▸ Exercise objective
Shift every coordinate by 111 in the entries from the line with "Mark a point on each instance of the ear" to the line with "Mark a point on each instance of the mauritius", both lines included. Reproduce only those lines, with the request lines kept unchanged and each number in the coordinate pairs increased by 111.

┄┄┄┄┄┄

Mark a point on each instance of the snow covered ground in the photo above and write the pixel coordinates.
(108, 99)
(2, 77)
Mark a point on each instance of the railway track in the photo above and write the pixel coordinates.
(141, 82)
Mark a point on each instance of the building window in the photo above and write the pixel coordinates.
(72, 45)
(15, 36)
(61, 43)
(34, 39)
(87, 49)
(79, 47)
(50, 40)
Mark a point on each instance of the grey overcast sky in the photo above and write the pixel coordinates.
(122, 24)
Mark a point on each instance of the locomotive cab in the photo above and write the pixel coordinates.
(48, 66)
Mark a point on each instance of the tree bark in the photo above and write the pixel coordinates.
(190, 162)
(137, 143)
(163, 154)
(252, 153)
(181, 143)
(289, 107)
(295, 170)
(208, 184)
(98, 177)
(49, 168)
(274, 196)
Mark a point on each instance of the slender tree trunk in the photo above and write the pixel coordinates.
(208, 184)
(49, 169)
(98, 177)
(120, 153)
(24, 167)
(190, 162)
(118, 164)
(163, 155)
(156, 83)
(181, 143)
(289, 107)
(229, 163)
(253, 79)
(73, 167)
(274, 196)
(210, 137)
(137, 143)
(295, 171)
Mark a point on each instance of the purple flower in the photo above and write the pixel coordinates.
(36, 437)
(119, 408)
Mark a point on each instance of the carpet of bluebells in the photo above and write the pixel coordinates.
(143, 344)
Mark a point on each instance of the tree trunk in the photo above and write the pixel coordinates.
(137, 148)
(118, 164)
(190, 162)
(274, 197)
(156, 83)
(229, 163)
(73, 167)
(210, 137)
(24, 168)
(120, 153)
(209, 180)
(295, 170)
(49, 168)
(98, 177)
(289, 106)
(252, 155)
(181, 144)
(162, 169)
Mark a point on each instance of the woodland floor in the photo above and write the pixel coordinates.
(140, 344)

┄┄┄┄┄┄

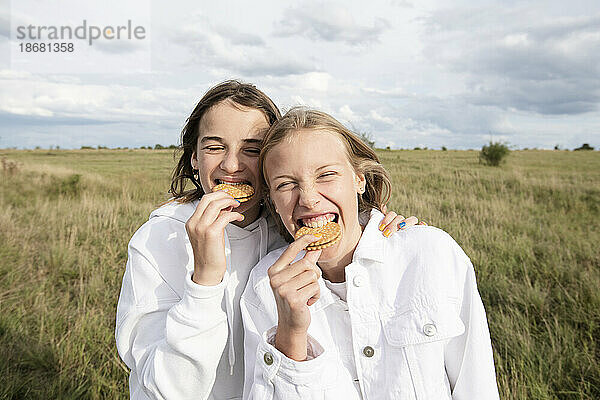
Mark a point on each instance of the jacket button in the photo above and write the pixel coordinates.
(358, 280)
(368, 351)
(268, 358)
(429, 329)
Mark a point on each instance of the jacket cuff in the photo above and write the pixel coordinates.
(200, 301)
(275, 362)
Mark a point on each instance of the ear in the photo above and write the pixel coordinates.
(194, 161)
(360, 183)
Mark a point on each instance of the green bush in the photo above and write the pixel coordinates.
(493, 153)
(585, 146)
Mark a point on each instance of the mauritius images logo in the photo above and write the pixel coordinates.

┄┄┄┄┄┄

▸ Complete answer
Mark a point on each instance of the ear in the photo above and write the pixel coordinates.
(305, 272)
(471, 294)
Mark a point on each instance of the green bush in the photo above and write the pixel coordinates.
(604, 264)
(696, 257)
Mark a point on each instance of the mauritius images logo in the photo above and write the pixel coordinates.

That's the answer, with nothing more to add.